### Exercise
Rename "clipboard" to "notebook" in the entries, starting with the line that contains "Provide one point per instance of the shirt" and going on through the line that contains "[(111, 270)]", and return only those lines with everything else unchanged.

### Exercise material

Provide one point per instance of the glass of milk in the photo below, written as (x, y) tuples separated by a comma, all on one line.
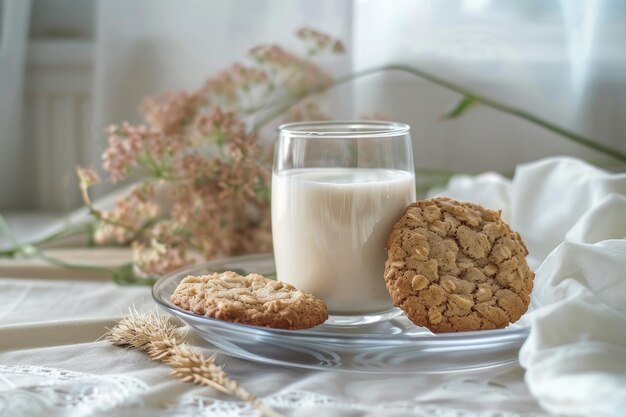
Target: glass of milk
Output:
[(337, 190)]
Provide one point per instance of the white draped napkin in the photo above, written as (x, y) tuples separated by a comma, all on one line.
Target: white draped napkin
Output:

---

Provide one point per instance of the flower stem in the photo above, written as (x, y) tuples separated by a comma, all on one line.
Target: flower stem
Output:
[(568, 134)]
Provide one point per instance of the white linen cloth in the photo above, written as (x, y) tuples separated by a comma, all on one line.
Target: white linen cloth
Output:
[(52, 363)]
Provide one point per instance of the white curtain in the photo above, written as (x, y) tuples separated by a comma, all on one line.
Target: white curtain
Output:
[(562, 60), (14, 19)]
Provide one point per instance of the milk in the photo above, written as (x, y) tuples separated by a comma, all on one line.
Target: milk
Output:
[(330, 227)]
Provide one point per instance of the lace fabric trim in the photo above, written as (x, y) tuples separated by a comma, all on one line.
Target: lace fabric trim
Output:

--

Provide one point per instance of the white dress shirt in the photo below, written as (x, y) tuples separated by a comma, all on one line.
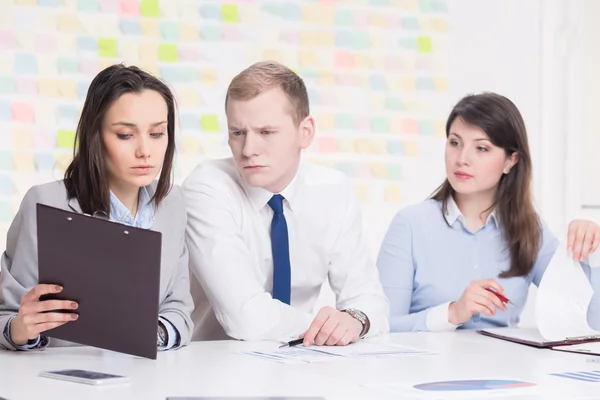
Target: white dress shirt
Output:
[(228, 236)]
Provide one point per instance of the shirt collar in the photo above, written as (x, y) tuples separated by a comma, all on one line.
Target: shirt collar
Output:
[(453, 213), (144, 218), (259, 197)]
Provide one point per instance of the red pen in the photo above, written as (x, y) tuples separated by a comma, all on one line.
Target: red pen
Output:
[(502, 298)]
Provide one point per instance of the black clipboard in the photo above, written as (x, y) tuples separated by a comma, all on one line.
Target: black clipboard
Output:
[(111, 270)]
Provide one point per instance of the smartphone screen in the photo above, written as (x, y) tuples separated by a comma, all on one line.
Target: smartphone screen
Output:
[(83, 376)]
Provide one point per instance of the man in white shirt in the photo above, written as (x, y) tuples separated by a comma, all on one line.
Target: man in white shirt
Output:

### Correct output
Provide one point per instance of the shirt collar in the photo above, written as (x, y) tuples separated by a comma, all on one line.
Target: shirt collar
Output:
[(453, 213), (144, 218), (259, 197)]
Provide one point per instance of the red pen in the photo above, written as (x, y) tuples separated by a comma, all on one line.
Target: red pen
Output:
[(502, 298)]
Provide one point per instance of the black notebook in the photo above, written as (x, y) tuples separated by a comma, all on one line.
Target: black notebook
Output:
[(111, 270)]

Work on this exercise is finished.